Your task is to repeat all of the data exactly while excluding the pictures.

::: RECORDED DATA :::

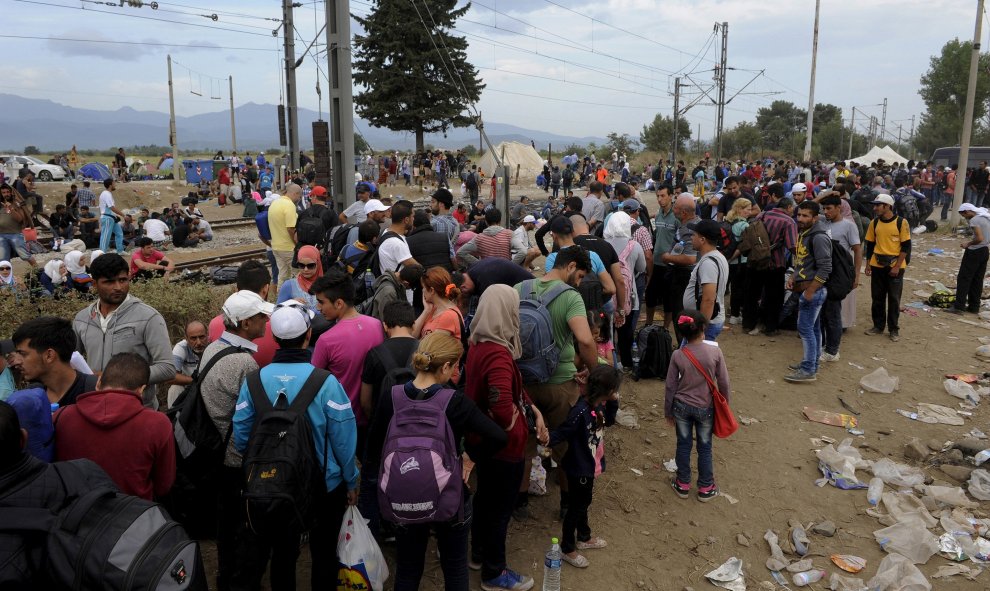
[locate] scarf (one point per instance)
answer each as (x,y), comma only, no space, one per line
(497,319)
(311,253)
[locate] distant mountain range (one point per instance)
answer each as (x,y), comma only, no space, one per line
(53,126)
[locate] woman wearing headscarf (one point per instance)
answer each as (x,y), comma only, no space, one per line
(618,233)
(297,288)
(495,385)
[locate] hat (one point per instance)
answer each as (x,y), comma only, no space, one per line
(244,304)
(561,225)
(707,229)
(291,319)
(443,196)
(373,205)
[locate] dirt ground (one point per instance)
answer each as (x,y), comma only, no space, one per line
(657,541)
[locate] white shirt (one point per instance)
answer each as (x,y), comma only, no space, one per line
(391,253)
(106,202)
(155,229)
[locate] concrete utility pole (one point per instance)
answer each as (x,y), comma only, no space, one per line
(811,91)
(178,172)
(233,131)
(974,64)
(292,108)
(341,102)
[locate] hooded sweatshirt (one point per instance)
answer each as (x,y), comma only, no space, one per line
(133,444)
(134,327)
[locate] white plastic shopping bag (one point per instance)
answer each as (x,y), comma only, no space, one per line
(362,565)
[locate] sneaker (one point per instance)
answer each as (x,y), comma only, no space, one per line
(800,376)
(509,580)
(707,493)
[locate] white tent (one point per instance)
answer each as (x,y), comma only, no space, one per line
(521,157)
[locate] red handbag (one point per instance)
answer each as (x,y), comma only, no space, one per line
(725,422)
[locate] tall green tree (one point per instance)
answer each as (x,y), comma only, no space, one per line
(408,84)
(658,136)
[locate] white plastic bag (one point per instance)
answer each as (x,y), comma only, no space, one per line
(362,565)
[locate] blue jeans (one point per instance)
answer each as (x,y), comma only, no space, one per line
(108,226)
(701,421)
(810,328)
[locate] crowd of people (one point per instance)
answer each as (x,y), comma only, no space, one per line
(392,324)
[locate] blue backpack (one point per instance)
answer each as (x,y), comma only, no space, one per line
(540,353)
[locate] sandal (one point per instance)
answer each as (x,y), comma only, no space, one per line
(592,544)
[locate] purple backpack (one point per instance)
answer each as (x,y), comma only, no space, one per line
(420,478)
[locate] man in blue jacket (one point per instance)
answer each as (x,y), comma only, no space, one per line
(332,420)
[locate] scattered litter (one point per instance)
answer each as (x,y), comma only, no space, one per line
(729,575)
(848,562)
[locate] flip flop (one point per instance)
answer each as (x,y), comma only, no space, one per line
(592,544)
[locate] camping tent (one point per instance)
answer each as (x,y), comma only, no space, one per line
(523,156)
(96,171)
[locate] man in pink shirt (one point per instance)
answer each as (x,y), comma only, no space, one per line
(342,349)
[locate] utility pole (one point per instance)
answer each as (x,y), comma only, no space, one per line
(292,108)
(811,91)
(974,64)
(178,172)
(341,101)
(233,131)
(720,80)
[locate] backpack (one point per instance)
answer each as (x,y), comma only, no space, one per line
(420,478)
(199,446)
(540,354)
(656,348)
(755,245)
(103,539)
(282,476)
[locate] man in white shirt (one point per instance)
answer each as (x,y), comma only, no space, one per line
(110,219)
(523,249)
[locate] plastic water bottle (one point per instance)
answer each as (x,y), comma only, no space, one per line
(635,356)
(875,491)
(808,577)
(551,567)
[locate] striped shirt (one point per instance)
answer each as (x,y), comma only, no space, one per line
(782,230)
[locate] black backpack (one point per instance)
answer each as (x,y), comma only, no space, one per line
(103,539)
(655,349)
(282,476)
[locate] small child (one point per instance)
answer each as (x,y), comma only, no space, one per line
(689,406)
(582,431)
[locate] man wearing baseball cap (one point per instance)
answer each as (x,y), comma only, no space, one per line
(334,437)
(245,316)
(888,248)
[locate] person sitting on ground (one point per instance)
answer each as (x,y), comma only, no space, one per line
(110,426)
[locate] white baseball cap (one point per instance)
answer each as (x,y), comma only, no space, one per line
(291,320)
(244,304)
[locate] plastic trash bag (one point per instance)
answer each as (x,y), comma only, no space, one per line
(362,565)
(979,484)
(896,573)
(909,539)
(880,381)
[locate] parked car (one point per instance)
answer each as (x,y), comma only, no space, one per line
(42,171)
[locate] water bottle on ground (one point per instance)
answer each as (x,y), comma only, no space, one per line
(551,568)
(875,491)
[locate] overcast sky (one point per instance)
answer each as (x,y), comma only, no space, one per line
(566,66)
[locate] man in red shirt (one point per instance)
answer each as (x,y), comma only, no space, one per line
(148,262)
(111,427)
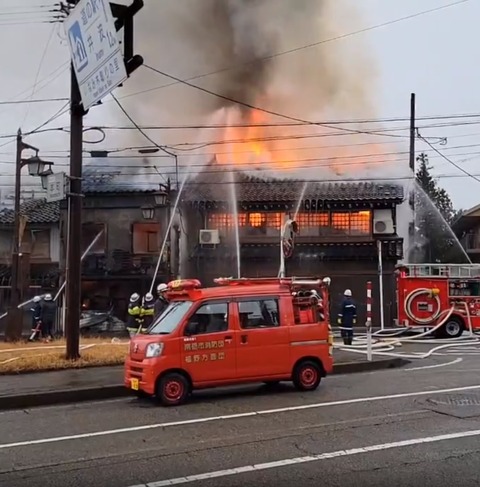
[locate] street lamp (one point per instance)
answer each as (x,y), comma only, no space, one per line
(148,212)
(161,198)
(36,167)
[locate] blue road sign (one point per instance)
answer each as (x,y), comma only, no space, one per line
(80,58)
(95,50)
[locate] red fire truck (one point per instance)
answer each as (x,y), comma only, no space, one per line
(432,294)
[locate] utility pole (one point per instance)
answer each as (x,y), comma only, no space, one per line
(36,168)
(412,133)
(74,239)
(411,196)
(124,19)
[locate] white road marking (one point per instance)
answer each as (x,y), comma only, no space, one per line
(311,458)
(211,419)
(456,361)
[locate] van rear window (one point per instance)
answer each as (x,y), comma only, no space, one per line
(170,318)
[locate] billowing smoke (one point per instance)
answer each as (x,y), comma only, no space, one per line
(241,43)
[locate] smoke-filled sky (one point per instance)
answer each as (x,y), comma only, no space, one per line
(367,76)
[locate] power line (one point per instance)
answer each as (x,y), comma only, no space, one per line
(139,129)
(293,124)
(338,180)
(40,64)
(41,100)
(443,156)
(55,73)
(300,48)
(253,107)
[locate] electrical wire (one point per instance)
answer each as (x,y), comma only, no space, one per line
(48,79)
(443,156)
(140,129)
(300,48)
(53,152)
(40,64)
(65,108)
(23,102)
(295,124)
(338,180)
(264,110)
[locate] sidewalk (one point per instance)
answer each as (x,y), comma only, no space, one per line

:::

COMPLETED EXERCISE:
[locate] scarf (one point per instance)
answer each as (x,y), comma only, no space, one per line
(497,319)
(311,253)
[locate] distant mountain range (one point per instance)
answer each as (x,y), comma only, no space, one per line
(53,126)
[locate] woman wearing headscarf (one point per instance)
answer each as (x,y), comma only, no space, one per line
(618,233)
(297,288)
(495,385)
[locate] hat (one point per instance)
answer each as (x,y), comma only, no space, one per line
(244,304)
(561,225)
(707,229)
(291,319)
(443,196)
(373,205)
[locate] dirt ground (one point per instance)
answer each as (x,y), comma only, no space, one per line
(657,541)
[locate] white shirt (one point per instance)
answer each as (x,y), comma only, no space, one per line
(391,253)
(106,202)
(155,229)
[locate] concrete utility pole (one point per instance)
answer each as (x,y), comma only, no space, one per line
(811,91)
(178,172)
(233,131)
(974,64)
(292,108)
(341,102)
[locate] hooded sweatshirt (one point per instance)
answer each as (x,y), comma only, no space, one per line
(133,444)
(134,327)
[locate] white plastic shopping bag (one point per instance)
answer each as (x,y), comma only, no space, one per line
(362,565)
[locate] sneaker (one point per instance)
answer each as (x,y), comma only, no space, one per line
(800,376)
(509,580)
(707,493)
[locate] white tent (one point per instance)
answer each as (x,y), comma only, no space, one per line
(521,157)
[locate] red handbag (one point per instance)
answer each as (x,y), comma only, no space, one per line
(725,422)
[locate] tall green tree (one point per instance)
answer each as (x,y), comma only, no space, one per line
(408,84)
(658,136)
[locate] white plastic bag (one point per instance)
answer each as (x,y), comma only, no space, one per line
(362,565)
[locate] blue jeans (one point per instance)
answer each as (x,y), comma only, no space, one per line
(108,226)
(701,421)
(810,328)
[locate] crowd of people (one point per instance)
answer each as (x,y), comma only, no space, one per line
(392,324)
[locate] blue backpack (one point per instance)
answer each as (x,y), comma only, no space, one per line
(540,353)
[locate] sandal (one point per instance)
answer each as (x,y), comma only, no space, one per line
(592,544)
[locate] purple backpack (one point per instance)
answer each as (x,y), comma only, no space, one per line
(420,478)
[locate] man in blue jacket (one point per instance)
answer each as (x,y), comma only, no space, one per line
(332,420)
[locate] scattered litter (one point per instance)
answer each as (x,y), comma only, no space, one per line
(729,575)
(848,562)
[locate] flip flop (one point per instance)
answer each as (x,y), comma only, no space, one per line
(592,544)
[locate] camping tent (one point per instance)
answer each as (x,y), comma only, no space, one per line
(523,156)
(96,171)
[locate] man in pink shirt (one point per instance)
answer each as (x,y), comma only, no space, one per line
(342,349)
[locate] utility pole (one point per instance)
answer each as (x,y), comma only, no space, one per line
(292,108)
(811,91)
(974,64)
(178,172)
(341,101)
(233,131)
(720,80)
[locate] backpack (one point per instance)
answer each as (x,y), comma only, no space, one per line
(420,478)
(199,446)
(540,354)
(656,348)
(755,245)
(103,539)
(282,476)
[locate] man in white shirt (one point per instance)
answer each as (x,y), comma only, no space, one per line
(110,219)
(523,249)
[locate] plastic water bottle (one point per instance)
answer each as (x,y), comma only, no space, one per line
(635,356)
(875,491)
(808,577)
(551,567)
[locate] striped shirt (one point per instance)
answer each as (x,y), comma only, no space, one per line
(782,230)
[locate] black backpack (one point per instance)
answer each as (x,y), comma only, no space, one per line
(103,539)
(655,349)
(282,476)
[locate] small child (one point per instance)
answer each as (x,y), comma only, no space, one per line
(689,406)
(582,431)
[locate] man wearing baseball cap (one point per instance)
answer each as (x,y), comma only, no space, one per line
(334,437)
(245,316)
(888,248)
[locate] person sitting on ground (one point per instance)
answer each as (x,y), comma only, no space, one per line
(110,426)
[locate] white baseball cap (one point per instance)
answer each as (x,y), comma only, no space, one per line
(291,320)
(244,304)
[locate] plastic trash bag (one point per instance)
answer each as (x,y), comma only, no space, one per line
(362,565)
(979,484)
(896,573)
(909,539)
(880,381)
[locate] parked car (one point per instance)
answer each as (x,y), comma only, no space, one per line
(42,171)
[locate] water bottle on ground (one point per instance)
answer each as (x,y), comma only, no space, one per line
(551,568)
(875,491)
[locate] overcast sky (one point per instance)
answer each as (x,y), comma only, no space, one per line
(566,66)
[locate] man in red shirt (one point per instance)
answer each as (x,y), comma only, no space, one per line
(148,262)
(111,427)
[locate] street lamp (one point per instance)
answer each as (x,y), comma only, no space, one per line
(148,212)
(161,198)
(36,167)
[locate] blue road sign (one point per instance)
answer each as (x,y), comma only, no space, one per line
(80,58)
(95,50)
[locate] red fire truck (one point per instance)
answer each as (x,y), comma only, no space, one per line
(432,294)
[locate] utility pole (one point per instance)
answer each as (x,y), comma only, no space, one per line
(36,168)
(412,133)
(74,239)
(411,196)
(124,19)
[locate] white road marking (one point per instance)
answer each as (x,y), comma only, no space, one per line
(311,458)
(211,419)
(456,361)
[locate] van rear window (one point per instance)
answer each as (x,y), comma only, no space, one per line
(170,318)
[locate] billowing smoke (one point per instance)
answer each as (x,y), comma only, no space, one per line
(241,43)
[locate] smoke-filled sky (one point per instance)
answer each as (x,y), comma only, no space, one per line
(367,76)
[locate] power line (one point per instance)
answer each as (x,y), comma only, no space, one per line
(139,129)
(293,124)
(338,180)
(40,64)
(41,100)
(443,156)
(55,73)
(300,48)
(253,107)
[locate] electrical wire (one point per instance)
answer each as (x,y), comma only, no space, one per line
(48,79)
(443,156)
(140,129)
(300,48)
(53,152)
(40,64)
(65,108)
(23,102)
(295,124)
(338,180)
(264,110)
[locate] sidewalk (one point per instance)
answer each as (x,y), comma only, no space, one per line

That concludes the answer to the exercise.